<<<<
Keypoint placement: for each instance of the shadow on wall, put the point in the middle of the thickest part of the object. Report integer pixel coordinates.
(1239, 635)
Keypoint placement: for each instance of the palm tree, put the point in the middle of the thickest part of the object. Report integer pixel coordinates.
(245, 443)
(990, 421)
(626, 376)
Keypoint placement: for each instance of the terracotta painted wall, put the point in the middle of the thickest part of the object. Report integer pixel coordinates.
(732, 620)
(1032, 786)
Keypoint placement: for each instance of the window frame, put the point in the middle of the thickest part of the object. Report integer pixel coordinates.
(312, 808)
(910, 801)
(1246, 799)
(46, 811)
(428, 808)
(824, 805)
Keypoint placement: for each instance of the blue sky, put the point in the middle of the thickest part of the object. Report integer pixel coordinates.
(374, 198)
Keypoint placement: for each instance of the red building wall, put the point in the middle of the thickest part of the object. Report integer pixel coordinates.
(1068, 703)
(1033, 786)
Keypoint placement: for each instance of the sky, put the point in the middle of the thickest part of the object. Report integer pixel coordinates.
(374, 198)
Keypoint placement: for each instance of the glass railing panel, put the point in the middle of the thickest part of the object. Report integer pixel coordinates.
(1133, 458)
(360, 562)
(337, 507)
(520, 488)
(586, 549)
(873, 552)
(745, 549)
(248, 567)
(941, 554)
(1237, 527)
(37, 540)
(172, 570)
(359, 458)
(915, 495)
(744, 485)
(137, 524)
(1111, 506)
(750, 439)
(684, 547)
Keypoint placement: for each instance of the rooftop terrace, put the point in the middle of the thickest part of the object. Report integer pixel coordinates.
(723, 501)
>>>>
= PROBLEM STATEMENT =
Restate the records above word for word, omitting nothing.

= RESULT OF THE TASK =
Keypoint placement: for each instance of the shadow on wall, put the point in the middle of the thickest part of the object. Report integer pixel coordinates.
(1239, 635)
Keypoint placement: for each instance of the palm tree, put the point in the middle of the thickest part of the object. Report integer pixel coordinates.
(245, 443)
(990, 421)
(626, 376)
Keypoint placement: for each instance of the terracotta painted wall, put the point in the middle of the thickest part of the object. Report integer pixel coordinates.
(732, 620)
(1032, 786)
Keypoint placement: for each instance of the window frame, put the point in the middle of the thickest part of the object. Report integer pixel coordinates.
(312, 808)
(910, 801)
(1246, 799)
(46, 811)
(428, 808)
(824, 805)
Keypoint placement: for each instance of the blue sky, put the point in the middle of the thickest part of the object. Report integer pixel coordinates.
(374, 198)
Keypoint placement: for each instance of the red building wall, put the point in the middle of the thickest part of the object. Report integer pixel coordinates.
(1068, 703)
(1033, 786)
Keypoint placement: for each instance of the sky, put the point in the middle of the thickest part of the object. Report integer pixel coordinates.
(374, 198)
Keypoint placement: for each instance of the glass railing panel, put the point in the middle of the thickest part of the object. Report integer pixel coordinates.
(1133, 458)
(360, 562)
(337, 507)
(520, 488)
(586, 549)
(873, 552)
(745, 549)
(248, 567)
(941, 554)
(1237, 527)
(37, 540)
(172, 570)
(359, 458)
(915, 495)
(744, 485)
(137, 524)
(1111, 506)
(750, 439)
(684, 547)
Keypoint placement: for each instance of the rooftop terrace, put the point in the middle of the thickest part of the object. Report integer pixel coordinates.
(723, 501)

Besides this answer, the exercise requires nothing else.